= Beginning of Section =
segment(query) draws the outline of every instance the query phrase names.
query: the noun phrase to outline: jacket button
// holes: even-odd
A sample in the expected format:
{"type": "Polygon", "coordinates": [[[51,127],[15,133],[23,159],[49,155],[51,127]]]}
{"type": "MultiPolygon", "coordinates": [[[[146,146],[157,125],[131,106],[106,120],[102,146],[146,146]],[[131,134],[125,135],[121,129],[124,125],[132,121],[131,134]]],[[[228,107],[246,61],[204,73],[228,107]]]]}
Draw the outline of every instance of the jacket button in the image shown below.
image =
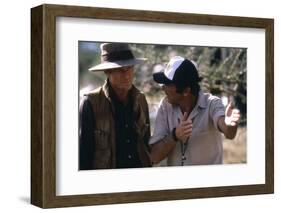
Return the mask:
{"type": "Polygon", "coordinates": [[[127,140],[127,143],[130,143],[130,140],[129,140],[129,139],[127,140]]]}
{"type": "Polygon", "coordinates": [[[128,158],[129,158],[129,159],[131,159],[131,158],[132,158],[132,156],[131,156],[131,155],[128,155],[128,158]]]}

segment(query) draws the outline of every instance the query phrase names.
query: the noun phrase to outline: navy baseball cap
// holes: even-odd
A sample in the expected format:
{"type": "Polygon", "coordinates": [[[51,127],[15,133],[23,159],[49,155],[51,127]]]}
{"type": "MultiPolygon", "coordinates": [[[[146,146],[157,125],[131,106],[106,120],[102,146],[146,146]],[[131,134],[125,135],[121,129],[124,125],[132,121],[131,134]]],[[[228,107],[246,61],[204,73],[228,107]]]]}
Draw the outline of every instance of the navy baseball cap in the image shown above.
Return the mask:
{"type": "Polygon", "coordinates": [[[175,84],[176,86],[188,87],[198,83],[198,70],[188,59],[181,56],[174,56],[167,64],[164,72],[153,74],[153,79],[159,84],[175,84]]]}

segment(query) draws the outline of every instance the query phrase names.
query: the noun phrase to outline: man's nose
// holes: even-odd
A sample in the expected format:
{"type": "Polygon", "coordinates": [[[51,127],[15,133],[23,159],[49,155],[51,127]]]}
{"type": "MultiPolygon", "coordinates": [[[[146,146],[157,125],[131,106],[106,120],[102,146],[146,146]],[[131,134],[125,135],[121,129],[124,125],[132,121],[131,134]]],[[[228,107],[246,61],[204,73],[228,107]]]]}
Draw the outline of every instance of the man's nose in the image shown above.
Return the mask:
{"type": "Polygon", "coordinates": [[[129,80],[132,78],[131,76],[132,76],[132,73],[130,71],[125,71],[121,78],[123,78],[124,80],[129,80]]]}

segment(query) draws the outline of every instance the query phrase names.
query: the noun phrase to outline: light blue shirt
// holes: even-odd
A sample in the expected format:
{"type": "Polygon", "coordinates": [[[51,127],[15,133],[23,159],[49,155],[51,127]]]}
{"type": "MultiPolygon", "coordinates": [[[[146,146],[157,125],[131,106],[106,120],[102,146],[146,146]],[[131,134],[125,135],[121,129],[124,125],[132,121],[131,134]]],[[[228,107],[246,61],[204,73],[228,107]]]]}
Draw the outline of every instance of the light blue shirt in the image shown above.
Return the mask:
{"type": "MultiPolygon", "coordinates": [[[[220,98],[209,93],[199,92],[198,101],[188,120],[193,123],[192,134],[188,140],[184,165],[221,164],[223,160],[222,134],[218,129],[218,119],[225,114],[220,98]]],[[[156,115],[154,133],[149,144],[165,142],[173,128],[177,127],[183,114],[179,106],[171,105],[167,98],[160,102],[156,115]]],[[[168,166],[182,163],[181,142],[167,156],[168,166]]]]}

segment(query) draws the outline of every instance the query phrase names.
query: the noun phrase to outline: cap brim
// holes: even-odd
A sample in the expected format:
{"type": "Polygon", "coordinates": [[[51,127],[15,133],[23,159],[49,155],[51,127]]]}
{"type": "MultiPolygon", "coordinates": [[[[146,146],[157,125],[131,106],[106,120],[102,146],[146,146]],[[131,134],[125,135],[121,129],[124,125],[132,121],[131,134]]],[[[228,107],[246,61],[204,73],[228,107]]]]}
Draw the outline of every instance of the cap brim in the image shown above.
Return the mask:
{"type": "Polygon", "coordinates": [[[172,81],[165,76],[163,72],[157,72],[153,74],[153,80],[158,84],[170,84],[172,81]]]}
{"type": "Polygon", "coordinates": [[[89,71],[97,72],[97,71],[105,71],[105,70],[116,69],[121,67],[134,66],[137,64],[142,64],[146,60],[147,60],[146,58],[136,58],[136,59],[130,59],[125,61],[123,60],[123,61],[114,61],[114,62],[104,62],[91,67],[89,71]]]}

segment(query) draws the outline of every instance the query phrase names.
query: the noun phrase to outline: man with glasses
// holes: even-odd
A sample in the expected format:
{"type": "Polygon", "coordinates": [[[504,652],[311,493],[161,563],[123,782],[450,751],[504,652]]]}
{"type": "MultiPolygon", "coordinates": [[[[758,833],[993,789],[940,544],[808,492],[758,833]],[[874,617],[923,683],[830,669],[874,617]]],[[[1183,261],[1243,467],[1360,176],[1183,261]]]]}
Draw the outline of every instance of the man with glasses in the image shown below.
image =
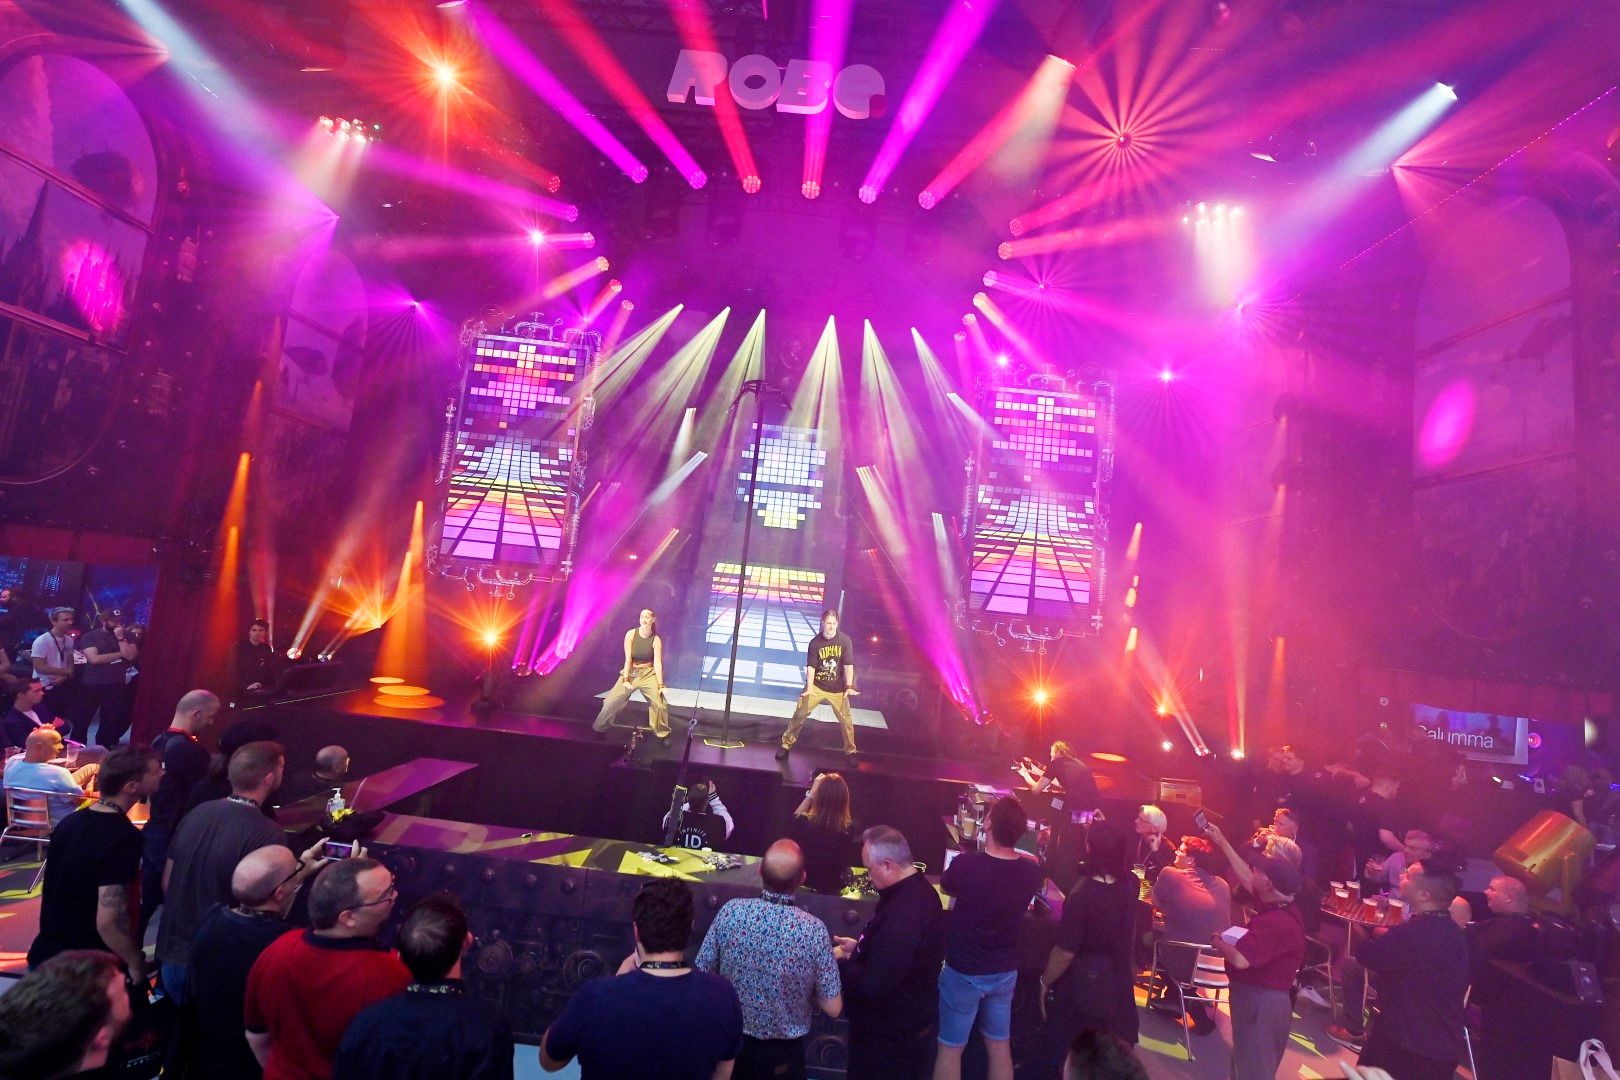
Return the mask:
{"type": "Polygon", "coordinates": [[[398,896],[376,859],[329,863],[316,876],[314,929],[277,938],[248,974],[242,1015],[266,1076],[331,1076],[350,1022],[410,985],[410,971],[377,941],[398,896]]]}
{"type": "Polygon", "coordinates": [[[186,973],[191,991],[181,1056],[191,1080],[257,1077],[259,1061],[242,1031],[248,972],[271,942],[292,929],[287,910],[303,884],[302,864],[280,844],[250,851],[231,875],[230,904],[203,917],[186,973]]]}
= End of Section =
PROBLEM TO SOLVE »
Your answer should consist of each line of the data above in which the word "jacket" occurs.

SOLVED PROBLEM »
query: the noun phrase to outline: jacket button
Draw the outline of every instance of the jacket button in the image shown below.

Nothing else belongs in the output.